*** Opening of TEXT SECTION ***

SC Alzheimer's Association Asks State For More Funding
Lucian Richardson has a wife with Alzheimer's Disease and is thankful for the programs offered by the Association.
The Association's Director of Communications Beth Sulkowski talks to a fellow Association Member about Alzheimer's.
By: Aubrey Marcinko
Alzheimer's Disease affects more than five million people in the United States. There are more than 15 million caregivers in the country, many of them family members who are a fundamental part of helping the growing dementia population.
The Alzheimer's Association of South Carolina supporters walked to the Statehouse on Tuesday to raise awareness and ask legislators for $1.5 million to help caregivers be able to care for their family members.
Dementia caregivers across the nation provided over 17 billion hours of unpaid care in 2012. South Carolina has 80,000 people living with Alzheimer's, and the Alzheimer's Association says it's priority is not just take care of the patients, but their caregivers as well.
"The Alzheimer's Association is truly about connecting caregivers and concerned citizens with their legislators to talk to them about how Alzheimer's is impacting them and how they can help support it through a program called Alzheimer's Caregiver Respite," says the Association's Beth Sulkowski.

*** Close of TEXT SECTION ***

● **TASKS AND EXERCISES**
[1] Extract the passage of the Alzheimer's funding article from "The Alzheimer's Association of" to "caregivers as well.", word for word.
[2] Name every person the Alzheimer's funding article mentions by name.
[3] Proceed with the Alzheimer's funding article from its last sentence.

*** Opening of DATA LISTING ***

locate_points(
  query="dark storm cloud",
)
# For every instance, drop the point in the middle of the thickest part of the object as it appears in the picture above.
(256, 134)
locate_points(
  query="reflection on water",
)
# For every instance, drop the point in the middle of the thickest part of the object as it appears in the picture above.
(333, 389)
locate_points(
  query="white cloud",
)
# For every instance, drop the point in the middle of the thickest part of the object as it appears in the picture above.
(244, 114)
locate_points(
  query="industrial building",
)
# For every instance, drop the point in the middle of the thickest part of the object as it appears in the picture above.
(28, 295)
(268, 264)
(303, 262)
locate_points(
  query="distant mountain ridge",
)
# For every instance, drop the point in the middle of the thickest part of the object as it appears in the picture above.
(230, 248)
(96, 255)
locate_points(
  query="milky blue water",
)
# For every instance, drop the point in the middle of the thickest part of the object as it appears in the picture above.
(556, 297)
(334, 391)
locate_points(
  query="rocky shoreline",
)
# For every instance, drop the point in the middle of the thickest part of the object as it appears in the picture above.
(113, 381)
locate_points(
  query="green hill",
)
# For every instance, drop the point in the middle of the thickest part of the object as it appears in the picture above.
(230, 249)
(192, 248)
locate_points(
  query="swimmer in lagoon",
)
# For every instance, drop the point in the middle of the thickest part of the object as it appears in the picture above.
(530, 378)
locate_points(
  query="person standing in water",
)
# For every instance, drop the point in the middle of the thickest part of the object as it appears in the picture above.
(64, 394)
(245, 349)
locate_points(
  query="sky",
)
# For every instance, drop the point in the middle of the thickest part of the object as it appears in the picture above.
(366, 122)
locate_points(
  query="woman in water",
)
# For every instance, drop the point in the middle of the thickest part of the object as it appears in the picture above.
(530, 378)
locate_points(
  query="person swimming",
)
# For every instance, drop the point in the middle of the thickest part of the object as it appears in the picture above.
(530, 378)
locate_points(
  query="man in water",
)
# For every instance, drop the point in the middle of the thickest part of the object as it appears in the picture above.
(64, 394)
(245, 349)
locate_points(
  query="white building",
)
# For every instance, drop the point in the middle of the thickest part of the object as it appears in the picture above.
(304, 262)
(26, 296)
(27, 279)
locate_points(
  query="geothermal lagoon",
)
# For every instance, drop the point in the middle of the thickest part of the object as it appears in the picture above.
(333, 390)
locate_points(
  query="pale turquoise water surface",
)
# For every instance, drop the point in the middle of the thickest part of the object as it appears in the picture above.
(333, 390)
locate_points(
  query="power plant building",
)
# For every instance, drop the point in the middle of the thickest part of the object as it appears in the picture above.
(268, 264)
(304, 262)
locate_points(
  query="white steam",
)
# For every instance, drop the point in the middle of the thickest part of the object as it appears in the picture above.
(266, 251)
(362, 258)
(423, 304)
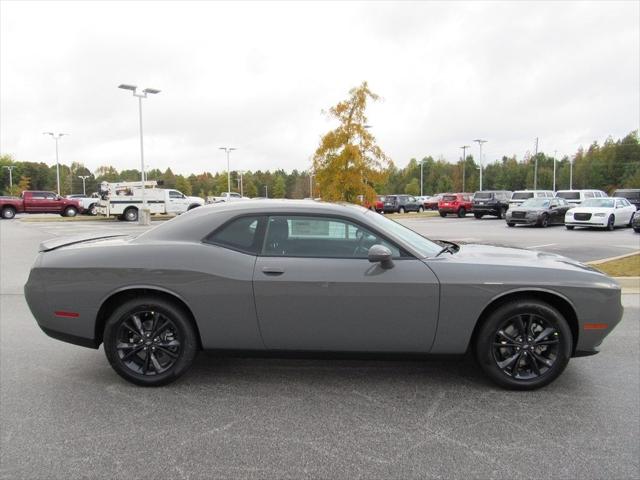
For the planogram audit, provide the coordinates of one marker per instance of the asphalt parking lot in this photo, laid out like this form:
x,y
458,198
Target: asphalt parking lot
x,y
65,414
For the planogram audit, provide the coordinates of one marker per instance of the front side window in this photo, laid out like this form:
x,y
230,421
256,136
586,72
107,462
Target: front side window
x,y
239,234
319,237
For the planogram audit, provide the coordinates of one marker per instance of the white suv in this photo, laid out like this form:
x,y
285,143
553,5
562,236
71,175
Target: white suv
x,y
576,197
520,196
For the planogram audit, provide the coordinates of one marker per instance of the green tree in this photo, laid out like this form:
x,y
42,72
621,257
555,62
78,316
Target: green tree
x,y
348,162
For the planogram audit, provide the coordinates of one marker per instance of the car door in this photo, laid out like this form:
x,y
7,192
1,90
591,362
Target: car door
x,y
316,290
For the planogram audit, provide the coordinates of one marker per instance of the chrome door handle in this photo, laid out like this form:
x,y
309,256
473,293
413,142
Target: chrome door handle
x,y
272,271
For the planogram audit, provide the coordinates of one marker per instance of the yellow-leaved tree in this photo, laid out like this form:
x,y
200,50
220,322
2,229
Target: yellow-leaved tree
x,y
348,163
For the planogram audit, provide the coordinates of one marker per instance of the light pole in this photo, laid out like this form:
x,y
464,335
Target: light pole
x,y
464,164
84,177
56,137
480,142
535,168
241,172
555,154
144,219
10,168
228,149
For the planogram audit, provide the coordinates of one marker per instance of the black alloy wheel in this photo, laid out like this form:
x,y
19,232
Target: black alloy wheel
x,y
149,341
524,344
544,220
611,223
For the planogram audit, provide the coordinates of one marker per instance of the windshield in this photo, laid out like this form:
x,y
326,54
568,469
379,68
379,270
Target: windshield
x,y
536,202
598,202
569,195
423,245
482,195
522,195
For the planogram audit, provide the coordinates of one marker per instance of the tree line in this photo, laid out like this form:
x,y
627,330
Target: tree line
x,y
614,164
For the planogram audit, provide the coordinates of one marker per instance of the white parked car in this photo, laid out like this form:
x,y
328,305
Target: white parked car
x,y
601,212
576,197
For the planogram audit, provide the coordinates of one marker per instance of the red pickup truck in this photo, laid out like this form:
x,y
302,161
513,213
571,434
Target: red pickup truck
x,y
39,202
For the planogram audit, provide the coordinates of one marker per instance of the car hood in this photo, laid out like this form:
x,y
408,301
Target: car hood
x,y
515,257
590,210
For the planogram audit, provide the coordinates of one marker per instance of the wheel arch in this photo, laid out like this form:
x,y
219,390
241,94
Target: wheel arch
x,y
111,302
555,299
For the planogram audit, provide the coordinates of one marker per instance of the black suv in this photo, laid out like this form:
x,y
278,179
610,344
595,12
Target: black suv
x,y
491,202
631,194
401,204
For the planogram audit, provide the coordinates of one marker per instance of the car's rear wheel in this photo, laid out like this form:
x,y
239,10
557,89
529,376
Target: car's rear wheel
x,y
611,223
8,213
70,212
524,344
150,341
130,214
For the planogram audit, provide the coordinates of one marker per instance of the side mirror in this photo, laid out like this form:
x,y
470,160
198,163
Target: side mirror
x,y
382,255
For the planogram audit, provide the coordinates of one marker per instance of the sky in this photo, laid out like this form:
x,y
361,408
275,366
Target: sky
x,y
258,76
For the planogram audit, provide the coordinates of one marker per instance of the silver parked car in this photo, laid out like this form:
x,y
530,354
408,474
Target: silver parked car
x,y
311,276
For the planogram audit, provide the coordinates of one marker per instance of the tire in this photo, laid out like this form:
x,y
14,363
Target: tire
x,y
70,212
140,353
611,223
524,362
8,213
544,221
130,214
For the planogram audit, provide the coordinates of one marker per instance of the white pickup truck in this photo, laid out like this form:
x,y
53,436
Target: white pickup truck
x,y
226,197
124,199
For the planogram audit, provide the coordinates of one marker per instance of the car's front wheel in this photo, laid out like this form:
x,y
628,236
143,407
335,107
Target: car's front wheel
x,y
611,223
524,344
150,341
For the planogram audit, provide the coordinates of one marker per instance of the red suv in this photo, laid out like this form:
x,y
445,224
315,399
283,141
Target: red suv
x,y
458,203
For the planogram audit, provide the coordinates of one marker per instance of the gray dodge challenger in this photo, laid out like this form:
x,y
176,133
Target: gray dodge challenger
x,y
306,276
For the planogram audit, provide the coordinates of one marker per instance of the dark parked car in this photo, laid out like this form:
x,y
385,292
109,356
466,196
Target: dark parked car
x,y
457,203
401,204
631,194
495,202
274,276
541,212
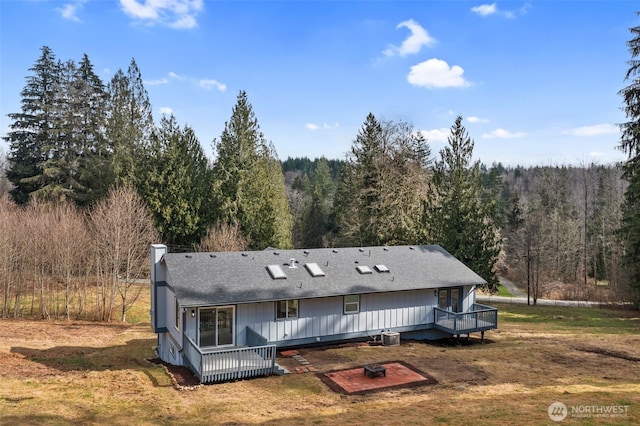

*** Close of DATA LISTING ***

● **REPLIES**
[1]
The Alzheimer's Association of South Carolina supporters walked to the Statehouse on Tuesday to raise awareness and ask legislators for $1.5 million to help caregivers be able to care for their family members.
Dementia caregivers across the nation provided over 17 billion hours of unpaid care in 2012. South Carolina has 80,000 people living with Alzheimer's, and the Alzheimer's Association says it's priority is not just take care of the patients, but their caregivers as well.

[2] Lucian Richardson, Beth Sulkowski, Aubrey Marcinko

[3]
The South Carolina Chapter gives short-term respite – time away from caring for a patient – to full-time family caregivers through a voucher program that's funded by the SC Department of Mental Health. The program not only provides help, but prevents people from having to put their loved ones in a nursing home.
Lucian Richardson of South Carolina is thankful for the respite program provided by the Association.
"In my situation, I used respite funds to put my wife into a facility while I had to attend a work related meeting in another state," says Richardson.
Richardson knows the impact taking care of someone with Alzheimer's can have on a family.
"The year she [my wife] was diagnosed, my oldest daughter was just graduating from high school. My youngest was going to high school and having to become a parent to your parent…that's difficult," he says.
The Association estimates that 100,000 South Carolinians will be suffering from Alzheimer's Disease in 2025.